Cour d’appel de Amiens, le 3 juillet 2025, n°23/04671

La preuve de la signature électronique dans les contrats de crédit à la consommation constitue un enjeu majeur du contentieux bancaire contemporain. La Cour d’appel d’Amiens, par un arrêt du 3 juillet 2025, apporte une contribution significative à cette question en confirmant le rejet des prétentions d’un établissement de crédit faute de démonstration suffisante de la fiabilité du procédé de signature utilisé.

En l’espèce, un établissement de crédit avait consenti deux prêts à une emprunteuse, le premier le 23 mai 2018, le second le 7 mars 2019. À la suite de défaillances dans le remboursement, le prêteur avait assigné l’emprunteuse en paiement des sommes de 1800,55 euros et 5156,69 euros, augmentées des intérêts conventionnels. Le juge des contentieux de la protection du tribunal judiciaire de Senlis avait débouté le créancier par jugement du 2 juin 2023, estimant que la preuve de la signature des contrats n’était pas rapportée. L’établissement de crédit, puis la société cessionnaire venue à ses droits, avait interjeté appel de cette décision.

Devant la cour, la société cessionnaire soutenait que les contrats portaient bien mention d’une signature électronique datée, qu’un chemin de preuve comportant l’identité de la débitrice était produit et que des certifications attestaient de la conformité du procédé aux exigences légales et européennes. L’intimée, régulièrement assignée, n’avait pas constitué avocat.

La question posée à la cour était de déterminer si les éléments produits par le créancier suffisaient à établir la force probante des signatures électroniques apposées sur les contrats de prêt et leur imputabilité à l’emprunteuse.

La Cour d’appel d’Amiens confirme le jugement entrepris et déboute la société créancière de ses demandes. Elle retient que la signature électronique utilisée n’était qu’une signature simple, non qualifiée, et qu’en l’absence de présomption de fiabilité, il appartenait au créancier de démontrer que le procédé était fiable et que la signature était bien imputable à la personne désignée comme signataire et rattachée au document concerné. Or, selon la cour, « rien ne permet de rattacher la signature aux offres de prêt et leurs annexes » et « la preuve de la fiabilité de l’authentification de l’identité du signataire et plus concrètement le lien des signatures électroniques avec [l’emprunteuse] n’est pas établi ».

Cet arrêt invite à examiner successivement le régime probatoire de la signature électronique non qualifiée (I) puis les exigences d’imputabilité et de rattachement imposées au créancier (II).

*CONSIGNE*. Dans le texte sur l'arrêt de la cour d'appel d'Amiens, relevez toutes les dates complètes (jour, mois et année) qui sont citées. Basez-vous seulement sur le texte pour répondre.

*DONNÉES RELEVÉES*.

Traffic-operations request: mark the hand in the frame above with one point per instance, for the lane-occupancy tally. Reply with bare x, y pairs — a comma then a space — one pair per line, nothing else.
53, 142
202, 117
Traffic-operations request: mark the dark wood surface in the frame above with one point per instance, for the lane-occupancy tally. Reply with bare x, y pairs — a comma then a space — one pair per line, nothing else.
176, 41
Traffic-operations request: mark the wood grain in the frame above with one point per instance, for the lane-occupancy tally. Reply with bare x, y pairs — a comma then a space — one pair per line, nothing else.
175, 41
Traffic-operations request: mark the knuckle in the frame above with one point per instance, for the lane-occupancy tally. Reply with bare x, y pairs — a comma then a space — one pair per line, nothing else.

* * *

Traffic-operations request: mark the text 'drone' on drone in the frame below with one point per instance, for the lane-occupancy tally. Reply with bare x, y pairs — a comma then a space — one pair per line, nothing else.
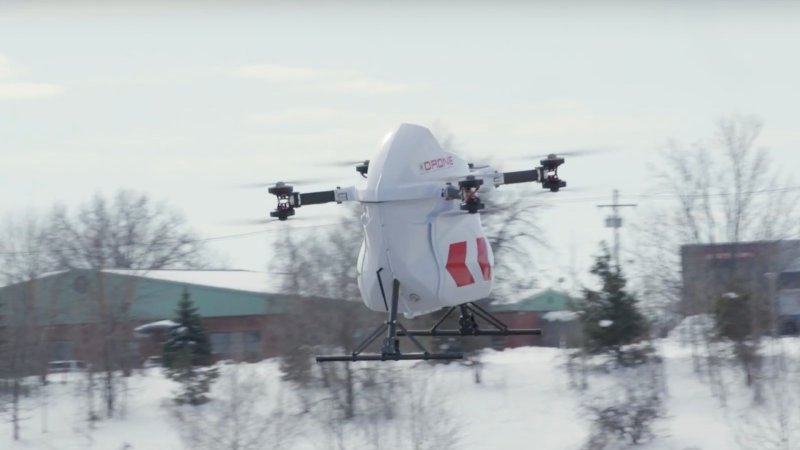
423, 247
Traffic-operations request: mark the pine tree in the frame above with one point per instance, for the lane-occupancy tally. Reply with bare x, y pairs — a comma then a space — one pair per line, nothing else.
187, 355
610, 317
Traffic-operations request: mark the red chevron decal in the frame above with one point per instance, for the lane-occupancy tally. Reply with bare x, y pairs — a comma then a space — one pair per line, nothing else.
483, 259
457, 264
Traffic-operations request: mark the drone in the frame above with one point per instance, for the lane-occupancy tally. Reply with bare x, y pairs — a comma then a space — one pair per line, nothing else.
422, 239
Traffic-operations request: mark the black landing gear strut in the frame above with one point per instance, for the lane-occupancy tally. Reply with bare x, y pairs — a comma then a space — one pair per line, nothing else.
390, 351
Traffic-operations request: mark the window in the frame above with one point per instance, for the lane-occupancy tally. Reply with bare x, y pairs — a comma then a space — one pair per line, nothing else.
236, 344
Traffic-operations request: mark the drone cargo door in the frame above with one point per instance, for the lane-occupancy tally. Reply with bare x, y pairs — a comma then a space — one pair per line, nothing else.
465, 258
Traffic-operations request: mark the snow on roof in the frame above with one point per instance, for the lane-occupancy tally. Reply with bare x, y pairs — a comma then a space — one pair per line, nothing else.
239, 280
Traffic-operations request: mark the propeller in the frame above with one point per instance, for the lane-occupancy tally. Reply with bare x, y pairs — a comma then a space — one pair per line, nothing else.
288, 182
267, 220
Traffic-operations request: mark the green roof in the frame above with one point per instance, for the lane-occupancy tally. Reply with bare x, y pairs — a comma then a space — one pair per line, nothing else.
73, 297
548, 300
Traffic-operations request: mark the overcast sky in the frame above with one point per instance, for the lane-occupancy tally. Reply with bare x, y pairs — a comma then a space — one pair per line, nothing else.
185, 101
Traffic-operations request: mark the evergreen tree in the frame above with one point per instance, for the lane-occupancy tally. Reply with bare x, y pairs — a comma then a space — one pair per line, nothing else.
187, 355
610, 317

*CORRIGÉ DÉTAILLÉ*.
- 3 juillet 2025
- 23 mai 2018
- 7 mars 2019
- 2 juin 2023